**REQUIRED TASK:** Tally the lines in the rows below that contain the string "surface", matching case exactly, and give only the number.

───

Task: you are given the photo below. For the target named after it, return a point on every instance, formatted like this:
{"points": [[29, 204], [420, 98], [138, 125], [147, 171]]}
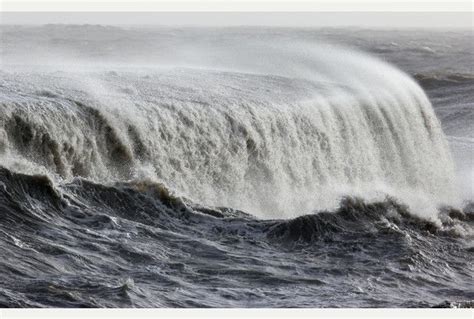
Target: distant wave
{"points": [[434, 80]]}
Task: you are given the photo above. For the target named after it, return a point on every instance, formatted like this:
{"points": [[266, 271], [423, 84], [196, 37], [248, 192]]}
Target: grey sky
{"points": [[303, 19]]}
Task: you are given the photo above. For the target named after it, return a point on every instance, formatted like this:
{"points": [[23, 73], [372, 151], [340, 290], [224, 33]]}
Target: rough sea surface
{"points": [[236, 167]]}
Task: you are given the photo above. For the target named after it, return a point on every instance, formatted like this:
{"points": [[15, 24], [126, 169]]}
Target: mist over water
{"points": [[277, 128], [185, 167]]}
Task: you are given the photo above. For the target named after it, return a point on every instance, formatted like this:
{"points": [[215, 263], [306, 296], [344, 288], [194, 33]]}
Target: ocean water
{"points": [[236, 167]]}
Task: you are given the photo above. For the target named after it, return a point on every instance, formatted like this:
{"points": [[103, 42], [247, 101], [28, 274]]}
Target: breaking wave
{"points": [[330, 123]]}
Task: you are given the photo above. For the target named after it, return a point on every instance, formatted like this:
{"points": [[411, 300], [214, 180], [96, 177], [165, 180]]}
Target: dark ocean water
{"points": [[306, 176]]}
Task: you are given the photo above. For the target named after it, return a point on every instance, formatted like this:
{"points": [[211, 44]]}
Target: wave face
{"points": [[332, 122], [234, 168]]}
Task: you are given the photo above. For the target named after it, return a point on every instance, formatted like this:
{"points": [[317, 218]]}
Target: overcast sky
{"points": [[305, 13], [362, 19]]}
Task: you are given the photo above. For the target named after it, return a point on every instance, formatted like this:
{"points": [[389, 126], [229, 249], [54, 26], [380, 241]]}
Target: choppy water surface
{"points": [[235, 168]]}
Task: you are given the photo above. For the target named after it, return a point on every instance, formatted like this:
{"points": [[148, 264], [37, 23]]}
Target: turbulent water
{"points": [[240, 167]]}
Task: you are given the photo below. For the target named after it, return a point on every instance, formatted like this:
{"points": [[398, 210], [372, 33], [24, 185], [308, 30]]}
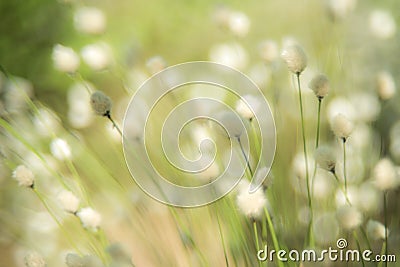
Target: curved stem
{"points": [[310, 237], [256, 239], [386, 224], [245, 156], [344, 166], [108, 115]]}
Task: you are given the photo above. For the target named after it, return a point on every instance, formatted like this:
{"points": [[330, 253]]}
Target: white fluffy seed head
{"points": [[246, 106], [295, 58], [97, 56], [89, 20], [349, 217], [341, 126], [24, 176], [386, 85], [320, 85], [65, 59], [251, 205], [34, 259], [385, 176], [69, 202], [376, 230], [325, 158], [101, 103], [89, 217], [60, 149]]}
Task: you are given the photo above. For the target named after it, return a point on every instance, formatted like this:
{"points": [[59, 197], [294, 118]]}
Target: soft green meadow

───

**IN RESPONSE:** 2